**PAGE EXTRACT**.

# Bosch, Emerson, Vermont American, Magna



## remotelarry (Sep 3, 2012)

Poking around on the famous auction site today and got curious about some bits from a company called Magna. Not much on this forum about them, a few comments here and there. Seems they are affiliated with Vermont American and hence Robert Bosch. From Vermont American web site here is a very interesting time line--some portions only for brevity:

HISTORY

Vermont American has been a pioneer and innovator in delivering value to both consumers and retailers for over 60 years. Here are some of the key milestones:

1947—First circular saw blade is produced on November 25, 1947

1948—the company introduces steel dado blades

1953—Acquires J.V. Pilcher Co., introduces molding heads

1954—Completes successful acquisition of Deluxe Saw & Tool Co.

1955—Acquires Multi-Metals, a producer of powder metal parts

1957—Introduces industrial taps & dies 1958

1959—Develops high speed steel router bits

1961—Corporate name changes to Vermont American; develops the first investment cast router bits

1963—With successful acquisition of Maxson Saw & Manufacturing Co., product line is expanded to include reciprocating saw blades, hacksaw blades and bandsaw blades

1965—Introduces carbide tipped adjustable dadoes, dado sets and rotary planner heads

1970—Acquires Magna Division for its position in the screwdriver bits market

1974—Acquires Rosco Tools

1978—introduces the first thin rim carbide circular saw blades

1982—Introduces titanium nitride coated power tool accessories

1983—introduces first slack belt sander for radial saws, the first pin router unit and the first high speed steel forstner bits; introduces Pro-Bore® self-feed bits

1986—Sets up carbide circular saw blade plant in Australia; introduces Laser X2™ carbide tipped circular saw blades; develops first multiple-blade carbide tipped dado

1987—Acquires The Credo Co., Woodburn, Oregon

1988—Introduces Dyanite® carbide—a patented process that increases the life of a carbide blade up to ten times

1989—Vermont American...merges with Emerson Electric Co. and Robert Bosch GmbH (Sears is a preferred stock holder until 1991)

1992—Acquires Forest City Tool and gains access to the industrial woodworking market; begins co-sponsorship with The New Yankee Workshop; introduces the Wood Devil™ spade bit with unique spurs that provide a cleaner, smoother and faster cut

1995—Master Series™ circular saw blades are launched with optimum performance for specific applications and machines;

1996—Wood Eater® hole saws are introduced, cutting six times faster than standard bi-metal hole saws; new masonry drill bit introduced, twice the speed of standard rotary masonry drill bits; 

1997—National Retail Hardware Association gives Vermont American more awards for innovative new products than any other manufacturer; company is the largest manufacturer of power tool accessories in the world

2000—Robert Bosch GmbH completes acquisition of Vermont American

2002-Xtend bits and blades launched as the first line of accessories specifically designed to improve performance in cordless tools

2003—Robert Bosch Tool Corporation created


----------



## TRBaker (Jul 5, 2012)

**MATERIAL SHOWN**.
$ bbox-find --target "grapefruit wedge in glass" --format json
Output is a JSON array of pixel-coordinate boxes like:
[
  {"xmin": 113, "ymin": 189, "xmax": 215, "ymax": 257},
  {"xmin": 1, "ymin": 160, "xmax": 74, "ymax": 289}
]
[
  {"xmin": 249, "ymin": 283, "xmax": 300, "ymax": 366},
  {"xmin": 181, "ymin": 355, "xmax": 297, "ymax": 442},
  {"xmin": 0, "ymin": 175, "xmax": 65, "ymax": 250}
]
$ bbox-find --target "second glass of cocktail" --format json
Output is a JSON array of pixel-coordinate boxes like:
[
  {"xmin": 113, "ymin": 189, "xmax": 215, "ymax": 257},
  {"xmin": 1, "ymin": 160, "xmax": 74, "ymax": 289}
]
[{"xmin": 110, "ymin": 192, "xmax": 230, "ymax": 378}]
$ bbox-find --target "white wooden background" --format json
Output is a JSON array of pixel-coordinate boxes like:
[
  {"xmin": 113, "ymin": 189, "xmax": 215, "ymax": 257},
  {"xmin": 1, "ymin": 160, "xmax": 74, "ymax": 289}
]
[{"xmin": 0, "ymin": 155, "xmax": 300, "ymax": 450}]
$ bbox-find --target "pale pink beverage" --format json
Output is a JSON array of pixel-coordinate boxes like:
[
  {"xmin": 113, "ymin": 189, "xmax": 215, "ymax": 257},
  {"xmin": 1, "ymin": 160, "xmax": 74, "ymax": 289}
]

**REQUEST 1**.
Answer these questions from the Vermont American thread:
(a) In what year did Vermont American acquire the Magna Division, and for its position in which market?
(b) Which company did Vermont American acquire in 1987, and where was it located?
(c) Which company completed the acquisition of Vermont American in 2000?
**REQUEST 2**. Extend the Vermont American thread from the point at which it stops.
The material above is separate from the Vermont American thread.

**WRITTEN ANSWER 1**.
(a) 1970, for its position in the screwdriver bits market.
(b) The Credo Co., located in Woodburn, Oregon.
(c) Robert Bosch GmbH.

**WRITTEN ANSWER 2**.
Thanks, Larry. That was very interesting.


----------



## Mike (Nov 22, 2004)

In addition to VA Bosch owns Skil, Freud bits and blades division, Dremel and RotoZip.


----------



## DaninVan (Jan 1, 2012)

Certainly Skil and VA needed a kick in the pants; both were going nowhere. In my opinion they didn't seem to have any corporate vision, or at least not one that was discernible to the consumer. I'd only have bought a VA bit as a lsst choice.
Thanks for this, Larry! I'll keep all this new info in mind.


----------



## The Warthog (Nov 29, 2010)

Magna is a rather large:big_boss: Canadian auto parts maker, that has its hands in a lot of pies. I haven't heard that they have acquired any tool makers like Bosch, etc., but it wouldn't surprise me. I can't find a reference to any other companies named Magna, so this is probably the one you want.


----------



## remotelarry (Sep 3, 2012)

The Warthog said:


> Magna is a rather large:big_boss: Canadian auto parts maker, that has its hands in a lot of pies. I haven't heard that they have acquired any tool makers like Bosch, etc., but it wouldn't surprise me. I can't find a reference to any other companies named Magna, so this is probably the one you want.


I think it is a different company. It was an industrial tool company, making bits and tools for the commercial woodworking industry. They were based in Kentucky. VA bought them so they could enter that market. The Canadian auto parts industry isn't affiliated as far as I know. That said, Bosch is involved in auto parts as well so there might be a connection. With all the inbreeding and cross breeding among corporations it's almost impossible to tell who's on first.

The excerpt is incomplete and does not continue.